Given task –
Pick out each line in the rows below that contains the word "distant".

══════

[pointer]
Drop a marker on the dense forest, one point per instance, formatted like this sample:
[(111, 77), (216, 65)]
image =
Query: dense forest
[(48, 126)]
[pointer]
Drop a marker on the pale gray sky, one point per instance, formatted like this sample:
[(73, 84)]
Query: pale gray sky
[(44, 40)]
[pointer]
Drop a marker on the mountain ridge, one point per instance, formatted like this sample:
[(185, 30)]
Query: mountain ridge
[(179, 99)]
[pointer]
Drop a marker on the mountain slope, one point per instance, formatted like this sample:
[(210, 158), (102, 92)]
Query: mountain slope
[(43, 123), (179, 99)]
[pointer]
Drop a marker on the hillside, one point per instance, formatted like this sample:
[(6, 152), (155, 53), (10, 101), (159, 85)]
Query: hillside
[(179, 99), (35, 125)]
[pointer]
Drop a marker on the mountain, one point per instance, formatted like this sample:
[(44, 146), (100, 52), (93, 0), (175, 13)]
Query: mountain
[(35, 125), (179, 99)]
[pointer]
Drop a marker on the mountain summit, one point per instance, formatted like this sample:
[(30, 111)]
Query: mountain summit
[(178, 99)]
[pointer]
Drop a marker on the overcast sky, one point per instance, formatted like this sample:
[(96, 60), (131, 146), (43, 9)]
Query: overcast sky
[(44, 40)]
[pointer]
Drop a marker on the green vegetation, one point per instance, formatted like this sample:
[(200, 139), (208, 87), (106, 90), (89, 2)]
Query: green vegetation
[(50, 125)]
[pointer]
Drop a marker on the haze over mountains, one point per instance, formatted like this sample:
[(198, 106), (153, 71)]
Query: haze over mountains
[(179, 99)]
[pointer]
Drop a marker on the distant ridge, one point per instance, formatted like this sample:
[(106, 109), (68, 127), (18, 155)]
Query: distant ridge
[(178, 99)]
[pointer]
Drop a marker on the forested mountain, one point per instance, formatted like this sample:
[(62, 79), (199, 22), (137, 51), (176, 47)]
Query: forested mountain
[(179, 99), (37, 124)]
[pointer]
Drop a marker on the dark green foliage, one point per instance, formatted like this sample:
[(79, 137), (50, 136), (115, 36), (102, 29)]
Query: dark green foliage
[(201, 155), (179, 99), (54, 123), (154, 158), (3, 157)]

══════

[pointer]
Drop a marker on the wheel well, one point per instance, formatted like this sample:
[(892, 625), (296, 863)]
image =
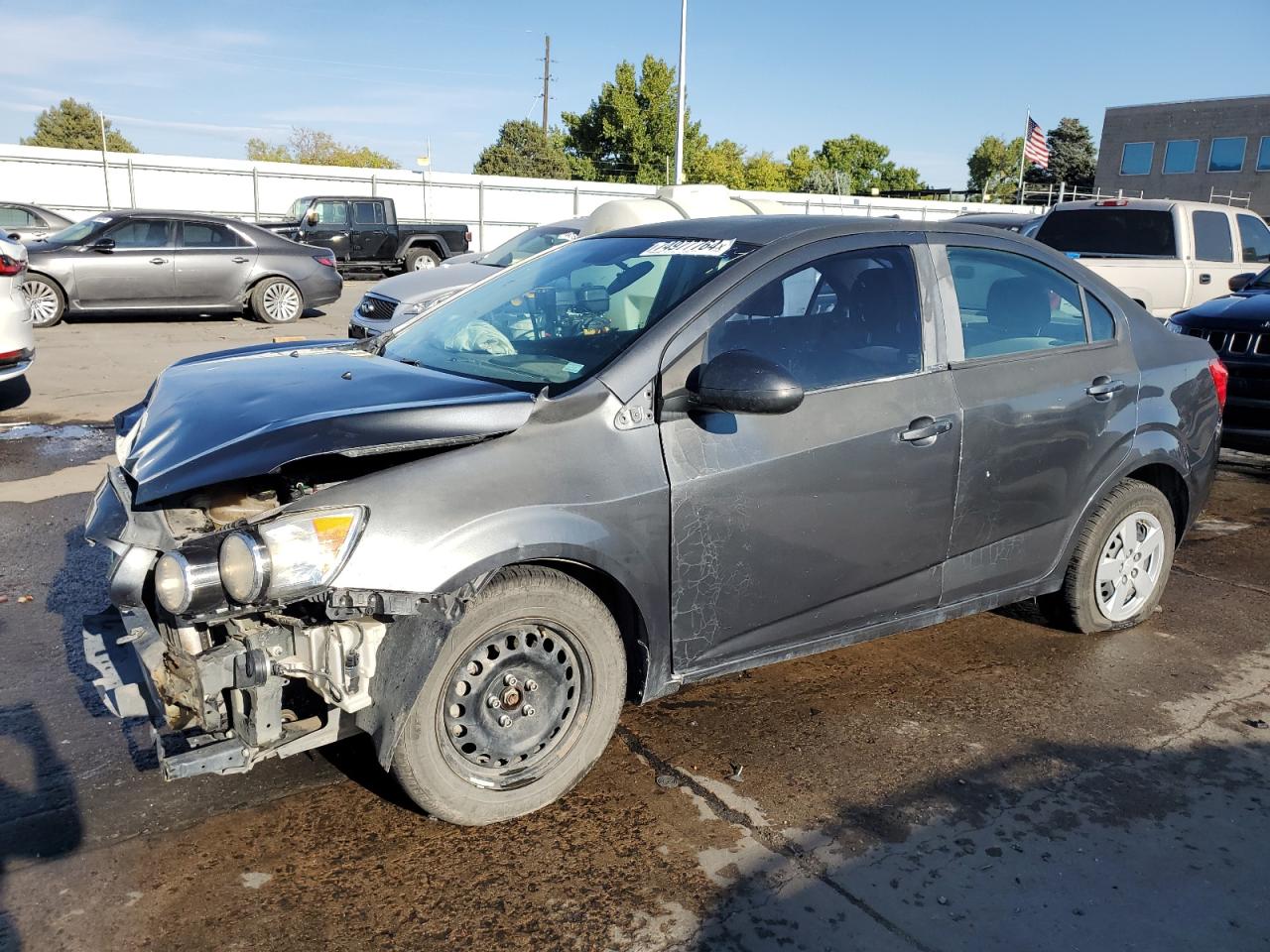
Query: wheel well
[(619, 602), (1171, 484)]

══════

Result for this exercise –
Drop a marker on the distant ridge, one point per instance, formatted like this sample:
Query: distant ridge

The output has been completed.